Aim: Turn the rows below into a JSON list of strings, one string per line, starting with the line that contains "Scouting pass: put a marker on the medal" and going on through the line that contains "[(78, 176)]". Skip blank lines and leave the pictures out.

Data in this exercise:
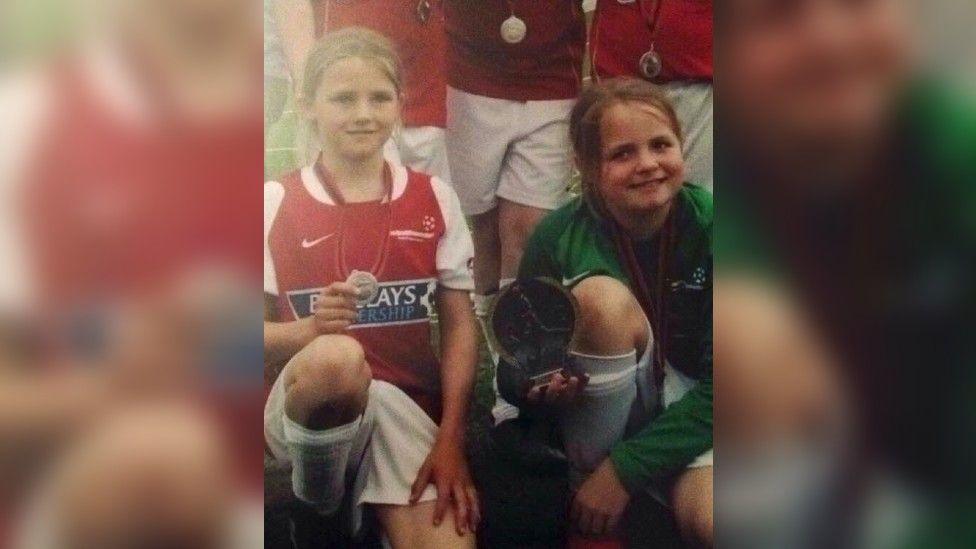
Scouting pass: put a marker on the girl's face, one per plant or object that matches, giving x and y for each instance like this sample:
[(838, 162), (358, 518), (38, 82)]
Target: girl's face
[(355, 109), (641, 166)]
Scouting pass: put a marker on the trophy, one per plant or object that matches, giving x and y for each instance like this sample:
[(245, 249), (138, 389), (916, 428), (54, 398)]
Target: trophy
[(532, 326)]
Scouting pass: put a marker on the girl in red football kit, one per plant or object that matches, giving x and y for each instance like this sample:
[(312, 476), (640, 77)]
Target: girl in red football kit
[(357, 252)]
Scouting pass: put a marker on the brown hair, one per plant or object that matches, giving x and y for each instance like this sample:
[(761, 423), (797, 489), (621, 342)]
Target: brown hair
[(350, 42), (584, 126)]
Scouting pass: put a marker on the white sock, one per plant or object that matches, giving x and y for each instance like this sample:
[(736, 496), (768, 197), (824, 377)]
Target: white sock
[(319, 460), (599, 418)]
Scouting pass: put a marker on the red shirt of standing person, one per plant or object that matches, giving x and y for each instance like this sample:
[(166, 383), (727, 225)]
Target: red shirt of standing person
[(679, 32)]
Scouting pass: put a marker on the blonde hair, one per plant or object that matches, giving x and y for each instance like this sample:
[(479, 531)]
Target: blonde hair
[(584, 126), (348, 43), (336, 46)]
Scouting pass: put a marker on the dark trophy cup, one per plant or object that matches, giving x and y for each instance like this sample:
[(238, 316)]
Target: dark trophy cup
[(532, 327)]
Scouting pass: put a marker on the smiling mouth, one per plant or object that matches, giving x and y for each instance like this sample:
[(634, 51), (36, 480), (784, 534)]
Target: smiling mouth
[(649, 182)]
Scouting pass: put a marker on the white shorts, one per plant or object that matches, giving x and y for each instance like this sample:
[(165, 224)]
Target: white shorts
[(422, 149), (693, 105), (389, 444), (516, 150)]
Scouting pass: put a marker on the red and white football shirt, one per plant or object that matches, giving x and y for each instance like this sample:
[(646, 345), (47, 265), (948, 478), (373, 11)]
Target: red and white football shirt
[(423, 240)]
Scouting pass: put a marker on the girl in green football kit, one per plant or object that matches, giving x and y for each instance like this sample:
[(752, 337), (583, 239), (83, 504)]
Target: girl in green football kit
[(636, 251)]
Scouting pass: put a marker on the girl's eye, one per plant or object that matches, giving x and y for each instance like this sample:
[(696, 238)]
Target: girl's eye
[(342, 98), (661, 144), (620, 154)]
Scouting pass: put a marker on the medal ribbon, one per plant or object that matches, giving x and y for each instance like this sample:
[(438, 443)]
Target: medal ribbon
[(654, 305), (328, 182), (651, 25)]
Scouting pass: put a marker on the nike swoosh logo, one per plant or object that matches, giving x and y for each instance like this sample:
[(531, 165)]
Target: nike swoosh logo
[(575, 279), (306, 243)]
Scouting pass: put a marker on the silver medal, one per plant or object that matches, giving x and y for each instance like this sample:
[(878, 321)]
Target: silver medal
[(423, 11), (513, 30), (366, 286), (650, 64)]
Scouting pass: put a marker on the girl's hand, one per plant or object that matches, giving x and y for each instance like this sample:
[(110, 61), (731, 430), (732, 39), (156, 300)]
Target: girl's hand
[(447, 469), (335, 309), (600, 502)]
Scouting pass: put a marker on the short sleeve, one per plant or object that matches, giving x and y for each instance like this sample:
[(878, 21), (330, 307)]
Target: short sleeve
[(274, 193), (455, 251)]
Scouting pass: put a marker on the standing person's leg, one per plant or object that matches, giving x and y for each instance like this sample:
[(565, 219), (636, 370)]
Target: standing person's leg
[(479, 131), (693, 105), (535, 178)]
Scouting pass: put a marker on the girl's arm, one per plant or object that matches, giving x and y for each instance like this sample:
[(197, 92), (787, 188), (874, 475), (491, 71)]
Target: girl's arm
[(334, 312), (446, 466), (459, 355), (282, 339)]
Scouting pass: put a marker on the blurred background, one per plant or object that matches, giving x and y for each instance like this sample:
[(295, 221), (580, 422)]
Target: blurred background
[(846, 252), (130, 309)]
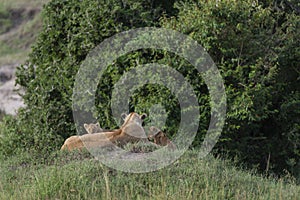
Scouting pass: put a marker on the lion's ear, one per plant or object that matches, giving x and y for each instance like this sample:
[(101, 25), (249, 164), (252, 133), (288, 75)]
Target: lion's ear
[(123, 116), (143, 116), (85, 126)]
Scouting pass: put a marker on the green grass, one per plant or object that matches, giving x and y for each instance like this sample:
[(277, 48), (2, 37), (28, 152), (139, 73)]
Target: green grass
[(78, 176)]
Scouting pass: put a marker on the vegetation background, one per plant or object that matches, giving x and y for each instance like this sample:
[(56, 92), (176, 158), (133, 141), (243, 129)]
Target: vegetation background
[(255, 45)]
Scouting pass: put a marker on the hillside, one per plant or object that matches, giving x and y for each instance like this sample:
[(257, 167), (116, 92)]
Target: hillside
[(20, 22), (77, 176)]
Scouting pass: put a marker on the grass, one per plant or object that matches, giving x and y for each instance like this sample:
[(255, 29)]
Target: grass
[(79, 176)]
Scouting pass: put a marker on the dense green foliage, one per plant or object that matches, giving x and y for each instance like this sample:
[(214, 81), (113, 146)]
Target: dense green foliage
[(73, 176), (255, 46), (257, 51)]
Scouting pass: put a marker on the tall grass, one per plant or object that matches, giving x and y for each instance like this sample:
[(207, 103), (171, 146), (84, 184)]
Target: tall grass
[(73, 176)]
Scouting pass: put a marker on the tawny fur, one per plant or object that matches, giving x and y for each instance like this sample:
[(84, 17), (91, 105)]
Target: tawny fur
[(130, 131), (160, 138)]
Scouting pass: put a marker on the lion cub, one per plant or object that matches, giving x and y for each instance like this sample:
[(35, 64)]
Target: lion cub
[(160, 138), (93, 128)]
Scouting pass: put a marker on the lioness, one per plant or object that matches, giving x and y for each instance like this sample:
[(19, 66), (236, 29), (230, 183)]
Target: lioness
[(130, 131), (93, 128), (160, 138)]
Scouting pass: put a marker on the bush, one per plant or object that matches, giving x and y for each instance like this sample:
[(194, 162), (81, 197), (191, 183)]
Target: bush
[(256, 49)]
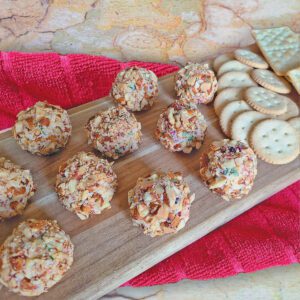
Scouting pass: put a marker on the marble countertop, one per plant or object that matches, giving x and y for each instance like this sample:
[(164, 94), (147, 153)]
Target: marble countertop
[(277, 283)]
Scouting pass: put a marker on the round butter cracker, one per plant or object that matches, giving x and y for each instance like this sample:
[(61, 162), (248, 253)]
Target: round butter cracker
[(221, 59), (229, 112), (235, 79), (244, 123), (271, 81), (295, 122), (275, 141), (292, 110), (265, 101), (250, 58), (233, 65), (225, 96)]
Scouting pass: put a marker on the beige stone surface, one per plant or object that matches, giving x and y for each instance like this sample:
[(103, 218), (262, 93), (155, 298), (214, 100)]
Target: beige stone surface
[(151, 30)]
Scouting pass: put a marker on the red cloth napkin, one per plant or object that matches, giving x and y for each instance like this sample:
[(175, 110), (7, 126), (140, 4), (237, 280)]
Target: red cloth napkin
[(267, 235)]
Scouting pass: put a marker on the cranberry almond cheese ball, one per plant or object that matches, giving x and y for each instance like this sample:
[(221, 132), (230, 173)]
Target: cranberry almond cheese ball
[(196, 83), (229, 168), (35, 257), (135, 88), (160, 203), (114, 132), (181, 127), (86, 184), (16, 188), (42, 129)]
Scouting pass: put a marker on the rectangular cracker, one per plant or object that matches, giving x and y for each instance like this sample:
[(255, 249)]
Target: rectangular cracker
[(280, 46), (294, 77)]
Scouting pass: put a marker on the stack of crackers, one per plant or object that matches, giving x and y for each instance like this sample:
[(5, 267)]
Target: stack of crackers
[(250, 103)]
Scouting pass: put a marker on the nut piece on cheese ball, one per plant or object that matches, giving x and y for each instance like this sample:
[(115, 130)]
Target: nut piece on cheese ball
[(196, 83), (181, 127), (135, 88), (42, 129), (229, 168), (160, 203), (86, 184), (16, 188), (114, 132), (35, 257)]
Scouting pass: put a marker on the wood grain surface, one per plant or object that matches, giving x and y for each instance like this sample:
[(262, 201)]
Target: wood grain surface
[(108, 249)]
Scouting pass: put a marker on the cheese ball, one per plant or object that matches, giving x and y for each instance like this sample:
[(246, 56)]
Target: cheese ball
[(229, 168), (135, 88), (42, 129), (16, 188), (114, 132), (181, 127), (35, 257), (196, 83), (160, 203), (86, 184)]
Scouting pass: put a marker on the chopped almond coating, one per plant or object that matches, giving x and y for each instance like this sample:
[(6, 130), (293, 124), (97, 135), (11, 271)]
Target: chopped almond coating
[(229, 168), (196, 83), (35, 257), (114, 132), (86, 184), (16, 188), (42, 129), (160, 203), (135, 88), (181, 127)]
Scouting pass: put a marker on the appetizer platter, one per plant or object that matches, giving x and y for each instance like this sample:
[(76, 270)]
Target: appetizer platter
[(116, 156)]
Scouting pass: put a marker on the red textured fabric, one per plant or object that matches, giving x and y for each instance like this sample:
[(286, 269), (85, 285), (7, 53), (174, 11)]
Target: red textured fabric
[(267, 235)]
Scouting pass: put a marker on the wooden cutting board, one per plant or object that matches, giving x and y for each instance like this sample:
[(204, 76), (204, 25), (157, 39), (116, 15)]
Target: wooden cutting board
[(108, 249)]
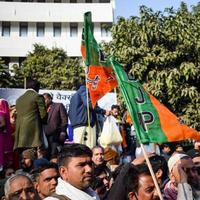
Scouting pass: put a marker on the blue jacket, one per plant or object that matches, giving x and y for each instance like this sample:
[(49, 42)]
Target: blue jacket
[(78, 109)]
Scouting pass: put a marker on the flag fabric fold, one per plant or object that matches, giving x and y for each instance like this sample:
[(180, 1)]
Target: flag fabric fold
[(153, 122), (100, 76)]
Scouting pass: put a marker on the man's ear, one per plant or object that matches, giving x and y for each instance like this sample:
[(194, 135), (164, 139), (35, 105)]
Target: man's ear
[(63, 173), (131, 196), (159, 173)]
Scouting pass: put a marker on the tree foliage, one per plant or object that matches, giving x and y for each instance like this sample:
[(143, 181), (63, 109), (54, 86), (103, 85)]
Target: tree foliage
[(162, 50), (51, 67), (4, 75)]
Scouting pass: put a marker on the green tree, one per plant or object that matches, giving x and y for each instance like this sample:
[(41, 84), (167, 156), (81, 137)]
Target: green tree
[(4, 75), (162, 50), (51, 67)]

Answer to this problem:
[
  "Scouting pass: put a marker on the medal ribbon, one per plant or object that matches, giving x and y for each instance like this sample:",
  "[(438, 443)]",
  "Target: medal ribbon",
  "[(654, 305), (328, 182), (651, 25)]",
  "Scouting pass: put a marker on the nike swoosh logo, one per plant or object that matches, giving x and y for each instance like this sample:",
  "[(531, 165)]",
  "Target: nike swoosh logo",
  "[(575, 279), (306, 243)]",
  "Scouting pass: put a marker on the silver medal, one per plant or object that matches, giving x and y for each instance like this sample:",
  "[(878, 321)]",
  "Target: silver medal",
  "[(423, 11), (513, 30), (366, 286), (650, 64)]",
  "Scouting pass: put a marker on the girl's hand, one per plant or object that matches, giving x and y for each instance like this sample:",
  "[(110, 61), (731, 430), (732, 39), (156, 300)]",
  "Target: girl's hand",
  "[(447, 469), (335, 309), (600, 502)]",
  "Scouting pass: put a marker on the short sleeve, one per plant or object that matches, giving x and y for each instance like this sample:",
  "[(878, 21), (330, 307)]",
  "Target: short sleeve",
  "[(274, 193), (455, 251)]",
  "Scouting pass: put a marker on the standing person's leg, one per plant or object that matches, giving x and y for each instance like this sample:",
  "[(565, 219), (636, 370)]",
  "Target: standing person's leg",
  "[(479, 131), (693, 105), (535, 178)]",
  "Scouting pass: put a marker on the girl's arm, one per plant or object that matches, giving x and y for each instance like this sample:",
  "[(197, 92), (787, 188), (874, 475), (491, 71)]",
  "Target: girl's arm",
  "[(334, 312), (446, 466), (459, 355), (282, 339)]",
  "Scouting pass: put a marker on the blurred background, one per plant or object that matches, giving x and y for each instance like this sample:",
  "[(295, 221), (580, 422)]",
  "Target: blurred background",
  "[(846, 252), (130, 309)]",
  "Scouting pass: put a marker on the lion's ear, one per plant or object that matches, giving x and y for each instance like this sample:",
  "[(101, 25), (249, 164), (252, 133), (288, 75)]",
  "Target: lion's ear",
  "[(123, 116), (143, 116), (85, 126)]",
  "Scouting pass: put a marker on the green grass, one per plant or object that matches, giving x and y for each instance like this sample:",
  "[(277, 48), (2, 37), (28, 152), (139, 73)]",
  "Target: green grass",
  "[(78, 176)]"
]